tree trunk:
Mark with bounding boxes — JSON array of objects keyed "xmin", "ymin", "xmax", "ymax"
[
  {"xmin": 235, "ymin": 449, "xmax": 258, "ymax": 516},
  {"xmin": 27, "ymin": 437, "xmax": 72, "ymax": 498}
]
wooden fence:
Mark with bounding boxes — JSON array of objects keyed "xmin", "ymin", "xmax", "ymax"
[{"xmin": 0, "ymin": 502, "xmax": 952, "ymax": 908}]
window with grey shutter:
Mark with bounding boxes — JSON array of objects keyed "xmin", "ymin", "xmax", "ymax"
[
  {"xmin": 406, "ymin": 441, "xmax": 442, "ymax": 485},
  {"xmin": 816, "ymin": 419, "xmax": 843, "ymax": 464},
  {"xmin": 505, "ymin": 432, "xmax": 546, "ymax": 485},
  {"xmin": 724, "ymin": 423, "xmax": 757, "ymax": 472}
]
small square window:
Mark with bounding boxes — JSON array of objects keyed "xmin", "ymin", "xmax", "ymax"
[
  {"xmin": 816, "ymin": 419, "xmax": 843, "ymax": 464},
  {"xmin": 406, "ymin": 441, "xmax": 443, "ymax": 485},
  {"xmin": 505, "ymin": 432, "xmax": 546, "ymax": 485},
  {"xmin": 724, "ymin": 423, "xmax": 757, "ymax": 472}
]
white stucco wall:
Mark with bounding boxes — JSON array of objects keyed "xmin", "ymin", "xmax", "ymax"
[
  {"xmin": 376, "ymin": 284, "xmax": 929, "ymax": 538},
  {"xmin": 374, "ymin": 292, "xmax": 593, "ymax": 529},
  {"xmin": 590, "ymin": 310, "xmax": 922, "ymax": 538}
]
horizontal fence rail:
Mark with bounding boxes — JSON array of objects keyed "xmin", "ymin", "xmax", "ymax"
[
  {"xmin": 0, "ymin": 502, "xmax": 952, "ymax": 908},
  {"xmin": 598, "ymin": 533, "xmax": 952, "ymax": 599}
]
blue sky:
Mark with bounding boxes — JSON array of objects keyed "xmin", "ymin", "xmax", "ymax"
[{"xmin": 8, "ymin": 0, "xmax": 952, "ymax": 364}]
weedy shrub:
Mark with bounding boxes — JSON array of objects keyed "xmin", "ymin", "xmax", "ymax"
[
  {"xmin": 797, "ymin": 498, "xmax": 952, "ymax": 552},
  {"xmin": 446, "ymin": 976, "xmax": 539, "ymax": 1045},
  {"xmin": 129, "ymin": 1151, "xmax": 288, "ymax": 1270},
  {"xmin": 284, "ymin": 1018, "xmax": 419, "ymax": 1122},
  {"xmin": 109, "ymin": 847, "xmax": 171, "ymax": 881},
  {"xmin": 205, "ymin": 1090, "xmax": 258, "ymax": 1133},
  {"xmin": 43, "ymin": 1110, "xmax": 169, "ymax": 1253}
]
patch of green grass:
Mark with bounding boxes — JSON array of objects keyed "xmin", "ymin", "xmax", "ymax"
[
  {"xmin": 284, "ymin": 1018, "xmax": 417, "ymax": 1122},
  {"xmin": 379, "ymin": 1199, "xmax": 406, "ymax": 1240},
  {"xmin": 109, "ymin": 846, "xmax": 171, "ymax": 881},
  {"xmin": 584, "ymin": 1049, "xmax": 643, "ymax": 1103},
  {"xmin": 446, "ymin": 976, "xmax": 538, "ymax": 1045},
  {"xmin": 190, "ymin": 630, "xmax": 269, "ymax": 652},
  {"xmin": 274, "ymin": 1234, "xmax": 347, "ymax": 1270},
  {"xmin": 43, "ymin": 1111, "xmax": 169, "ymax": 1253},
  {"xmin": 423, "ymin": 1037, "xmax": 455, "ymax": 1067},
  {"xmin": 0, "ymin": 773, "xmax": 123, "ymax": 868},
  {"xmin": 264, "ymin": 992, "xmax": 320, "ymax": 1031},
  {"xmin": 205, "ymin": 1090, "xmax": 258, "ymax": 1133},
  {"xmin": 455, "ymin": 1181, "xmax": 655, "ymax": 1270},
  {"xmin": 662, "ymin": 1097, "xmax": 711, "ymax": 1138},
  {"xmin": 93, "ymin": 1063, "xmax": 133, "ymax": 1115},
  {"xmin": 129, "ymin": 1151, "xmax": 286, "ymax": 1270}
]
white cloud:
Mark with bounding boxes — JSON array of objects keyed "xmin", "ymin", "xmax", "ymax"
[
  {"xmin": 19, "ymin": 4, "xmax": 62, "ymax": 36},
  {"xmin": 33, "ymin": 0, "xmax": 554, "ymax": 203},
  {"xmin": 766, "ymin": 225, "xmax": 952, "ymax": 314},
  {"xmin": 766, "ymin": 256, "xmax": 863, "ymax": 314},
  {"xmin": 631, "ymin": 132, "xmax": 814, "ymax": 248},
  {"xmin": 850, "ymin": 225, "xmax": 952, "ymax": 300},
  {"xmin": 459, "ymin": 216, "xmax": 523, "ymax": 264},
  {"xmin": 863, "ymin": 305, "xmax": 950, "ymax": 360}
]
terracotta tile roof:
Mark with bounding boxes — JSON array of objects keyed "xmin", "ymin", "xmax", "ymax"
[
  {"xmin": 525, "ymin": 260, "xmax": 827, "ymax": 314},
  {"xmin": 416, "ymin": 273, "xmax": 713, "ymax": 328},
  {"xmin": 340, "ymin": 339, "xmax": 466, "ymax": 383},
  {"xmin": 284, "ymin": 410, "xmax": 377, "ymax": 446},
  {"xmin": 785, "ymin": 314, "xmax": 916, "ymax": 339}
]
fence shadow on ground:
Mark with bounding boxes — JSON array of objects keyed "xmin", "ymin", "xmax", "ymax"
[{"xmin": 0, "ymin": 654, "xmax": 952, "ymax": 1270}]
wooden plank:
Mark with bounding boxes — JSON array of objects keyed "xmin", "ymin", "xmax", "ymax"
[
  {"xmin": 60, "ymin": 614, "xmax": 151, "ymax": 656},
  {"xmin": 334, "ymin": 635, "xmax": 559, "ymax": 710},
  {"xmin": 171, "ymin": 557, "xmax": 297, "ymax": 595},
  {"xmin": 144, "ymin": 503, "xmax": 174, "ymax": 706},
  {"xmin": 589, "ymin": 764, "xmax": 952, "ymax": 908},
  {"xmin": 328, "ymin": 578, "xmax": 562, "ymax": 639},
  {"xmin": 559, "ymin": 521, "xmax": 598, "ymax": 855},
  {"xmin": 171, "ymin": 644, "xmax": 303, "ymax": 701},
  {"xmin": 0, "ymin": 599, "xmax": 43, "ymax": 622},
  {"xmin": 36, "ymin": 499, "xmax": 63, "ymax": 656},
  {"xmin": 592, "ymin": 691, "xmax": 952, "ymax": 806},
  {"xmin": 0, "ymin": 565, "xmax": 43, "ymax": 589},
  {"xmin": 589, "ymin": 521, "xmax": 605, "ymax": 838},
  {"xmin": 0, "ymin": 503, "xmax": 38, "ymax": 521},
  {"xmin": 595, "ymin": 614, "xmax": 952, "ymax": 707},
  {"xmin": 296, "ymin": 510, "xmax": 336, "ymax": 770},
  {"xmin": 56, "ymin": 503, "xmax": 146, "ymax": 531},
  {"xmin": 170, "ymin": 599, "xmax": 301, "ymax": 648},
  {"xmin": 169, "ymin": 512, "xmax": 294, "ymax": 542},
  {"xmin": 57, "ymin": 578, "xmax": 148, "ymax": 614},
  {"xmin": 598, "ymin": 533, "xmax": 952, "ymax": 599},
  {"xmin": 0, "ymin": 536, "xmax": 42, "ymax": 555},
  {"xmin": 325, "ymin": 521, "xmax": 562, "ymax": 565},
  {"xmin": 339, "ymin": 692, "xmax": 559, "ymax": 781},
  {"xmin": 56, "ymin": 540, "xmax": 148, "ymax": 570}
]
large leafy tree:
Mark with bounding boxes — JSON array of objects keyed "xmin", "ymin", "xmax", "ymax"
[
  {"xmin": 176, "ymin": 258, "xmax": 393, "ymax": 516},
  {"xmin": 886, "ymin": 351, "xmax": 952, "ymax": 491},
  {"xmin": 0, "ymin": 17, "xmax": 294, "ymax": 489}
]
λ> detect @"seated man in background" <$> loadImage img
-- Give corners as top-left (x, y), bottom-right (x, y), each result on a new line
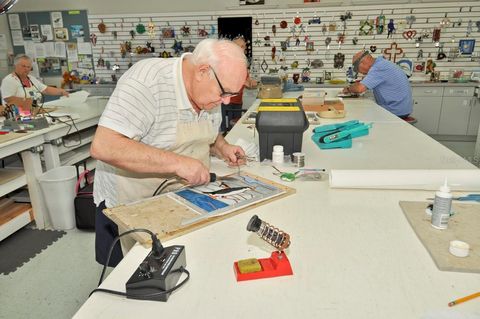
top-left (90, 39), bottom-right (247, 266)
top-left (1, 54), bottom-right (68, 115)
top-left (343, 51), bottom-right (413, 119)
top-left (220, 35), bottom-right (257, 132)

→ **Exercise aim**: Count the lines of the records above that contain the word "right", and give only that number.

→ **Written answer**: 5